## REQUIRED TASKS
a: In the passage on learning from past experience in therapy, switch "capability" to "capacity" and write out the part from "Thus the saying" to "solve the problem." with that change.
b: Proceed with the passage on learning from experience and cognitive-behavioral therapy for schizophrenia, picking up after its final sentence.

Thus the saying that people learn from their past mistakes, and success in solving life problems is applicable in this kind of therapy. From the fact that different people have different experiences in life, it follows that some people will be able to learn skills better than others 3.
Another difference that normally occurs in the learning capability of individuals is the extent to which an individual can learn from his/her past experiences. It is common knowledge that for a person to learn from experience, he/she has to have the capability to critically analyze the experience. The individual must, therefore, be able to point out the effective and ineffective methods that he/she used to solve the problem.
This should be followed by a strategic replacement of the ineffective methods with better methods and retention of the effective methods. Since different people have different abilities to analyze experiences, there are significant differences in the abilities of people to use past experiences as stepping stones to success. The role of a therapist here would be to help his/her client to correctly analyze his/her experiences, and suggest changes that could improve the problem solving ability of the patient.
Unfortunately, we also adopt maladaptive approaches to problems in cases where the approaches are able to minimize our pain or embarrassment caused by a given problem. This is, in fact, the reason why schizophrenia keeps on getting worse in its patients. The maladaptive practices that the patients develop for specific problems act as a haven from the problems, and thus the patient may keep on adopting other negative responses to feel secure in a problem 1.
It can thus be argued that development of maladaptive approaches to problems is the root cause of cognitive distortions which, in turn, render an individual unable to assess cause and effect in relation to problems.
This is actually the main reason why behavioural therapy and cognitive therapy go hand-in-hand. To evidence the necessity of the cognitive-behavioural psychotherapy individuals with schizophrenia, schizophrenic individuals are unable to make correct assessments of their problems, and thus they cannot perform a reliable cause-effect analysis.

## RAW DATA

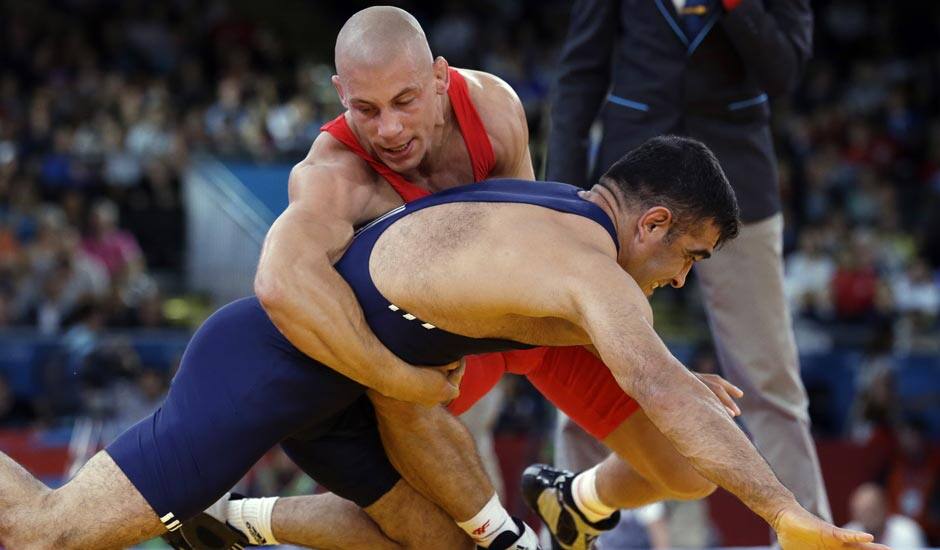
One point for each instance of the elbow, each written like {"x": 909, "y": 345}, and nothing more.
{"x": 268, "y": 291}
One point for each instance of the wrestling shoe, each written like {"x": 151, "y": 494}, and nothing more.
{"x": 507, "y": 540}
{"x": 205, "y": 531}
{"x": 547, "y": 491}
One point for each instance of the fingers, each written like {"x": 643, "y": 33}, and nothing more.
{"x": 729, "y": 387}
{"x": 727, "y": 401}
{"x": 847, "y": 535}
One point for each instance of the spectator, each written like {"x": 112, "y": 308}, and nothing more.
{"x": 116, "y": 249}
{"x": 809, "y": 272}
{"x": 870, "y": 514}
{"x": 914, "y": 478}
{"x": 916, "y": 293}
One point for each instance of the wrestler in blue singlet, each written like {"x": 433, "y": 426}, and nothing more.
{"x": 243, "y": 388}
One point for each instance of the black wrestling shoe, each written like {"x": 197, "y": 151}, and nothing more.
{"x": 507, "y": 540}
{"x": 205, "y": 532}
{"x": 547, "y": 491}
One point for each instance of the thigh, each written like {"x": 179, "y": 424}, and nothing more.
{"x": 348, "y": 457}
{"x": 580, "y": 385}
{"x": 98, "y": 508}
{"x": 415, "y": 522}
{"x": 239, "y": 391}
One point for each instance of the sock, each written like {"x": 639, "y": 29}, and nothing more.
{"x": 252, "y": 516}
{"x": 584, "y": 491}
{"x": 489, "y": 522}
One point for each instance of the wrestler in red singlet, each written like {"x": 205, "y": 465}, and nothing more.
{"x": 572, "y": 378}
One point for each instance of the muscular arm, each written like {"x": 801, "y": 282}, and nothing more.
{"x": 312, "y": 305}
{"x": 680, "y": 406}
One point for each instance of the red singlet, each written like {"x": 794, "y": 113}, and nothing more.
{"x": 572, "y": 378}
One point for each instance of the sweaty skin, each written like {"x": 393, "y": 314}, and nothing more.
{"x": 533, "y": 275}
{"x": 394, "y": 96}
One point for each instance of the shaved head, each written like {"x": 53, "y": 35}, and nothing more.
{"x": 376, "y": 35}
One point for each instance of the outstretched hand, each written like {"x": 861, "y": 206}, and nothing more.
{"x": 797, "y": 529}
{"x": 724, "y": 390}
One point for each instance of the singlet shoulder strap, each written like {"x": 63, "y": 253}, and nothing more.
{"x": 471, "y": 127}
{"x": 339, "y": 129}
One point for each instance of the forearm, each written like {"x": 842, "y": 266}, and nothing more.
{"x": 419, "y": 440}
{"x": 695, "y": 421}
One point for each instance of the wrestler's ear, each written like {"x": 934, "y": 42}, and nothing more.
{"x": 441, "y": 75}
{"x": 339, "y": 90}
{"x": 655, "y": 222}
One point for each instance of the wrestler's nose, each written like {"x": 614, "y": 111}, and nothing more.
{"x": 679, "y": 280}
{"x": 389, "y": 125}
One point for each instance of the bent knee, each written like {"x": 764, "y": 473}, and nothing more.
{"x": 689, "y": 486}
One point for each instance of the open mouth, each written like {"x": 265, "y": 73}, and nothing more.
{"x": 401, "y": 150}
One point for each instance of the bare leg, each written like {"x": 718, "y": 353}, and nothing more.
{"x": 340, "y": 524}
{"x": 415, "y": 522}
{"x": 99, "y": 508}
{"x": 435, "y": 454}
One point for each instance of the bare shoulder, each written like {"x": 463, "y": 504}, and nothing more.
{"x": 500, "y": 110}
{"x": 332, "y": 177}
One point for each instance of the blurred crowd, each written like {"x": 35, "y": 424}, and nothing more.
{"x": 860, "y": 173}
{"x": 103, "y": 104}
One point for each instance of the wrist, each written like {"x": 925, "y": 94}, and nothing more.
{"x": 778, "y": 512}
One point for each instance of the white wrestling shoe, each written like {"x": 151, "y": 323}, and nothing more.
{"x": 547, "y": 491}
{"x": 507, "y": 540}
{"x": 206, "y": 531}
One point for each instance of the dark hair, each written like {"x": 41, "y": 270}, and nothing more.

## RESPONSE LIST
a:
Thus the saying that people learn from their past mistakes, and success in solving life problems is applicable in this kind of therapy. From the fact that different people have different experiences in life, it follows that some people will be able to learn skills better than others 3.
Another difference that normally occurs in the learning capacity of individuals is the extent to which an individual can learn from his/her past experiences. It is common knowledge that for a person to learn from experience, he/she has to have the capacity to critically analyze the experience. The individual must, therefore, be able to point out the effective and ineffective methods that he/she used to solve the problem.

b:
They are also characterized by an inability to learn from experience due to the characteristic distortions associated with their thinking. Therefore, the behaviour therapy that is accorded to them by a therapist is meant to help them learn social and decision making skills. It also makes them learn how to apply the aforementioned two skills in solving their personal problems.
As evidenced in the discussion above, the combination of cognitive therapy and its behavioural counterpart is efficient in the treatment of schizophrenia. This is primarily because the disorder itself has cognitive components as well as behavioural components, and an application of either of the two without the other will not be effective. For instance, schizophrenic patients have distorted and disorganized mental frames.
This is a cognitive component of the disorder that cannot be effectively treated by behavioural therapy. On the other hand, schizophrenic patients are normally unable to effectively learn from their past because of their poor analytical skills. This is a behavioural component of the disorder that cannot be effectively treated solely by cognitive therapy. It is thus of essence that schizophrenic patients are exposed to cognitive-behavioural therapy in order for their situation to improve.
- Chadwick, P. Cognitive-behavioural therapy for schizophrenia: filling the therapeutic vacuum. BJPsych. 2003. Web.
- Cormac, I. Cognitive behavior therapy for schizophrenia. California: Wadsworth Publishing; 2003.
- Franklin, D. Cognitive Therapy for Schizophrenia. Psychological Information Online. 1999. Web.
- Gary, M. Cognitive behavioural therapy for schizophrenia. 2009. Web.
- Weiden, P. Cognitive Behaviour Therapy for Schizophrenia. Reviews and Overviews. 2006. Web.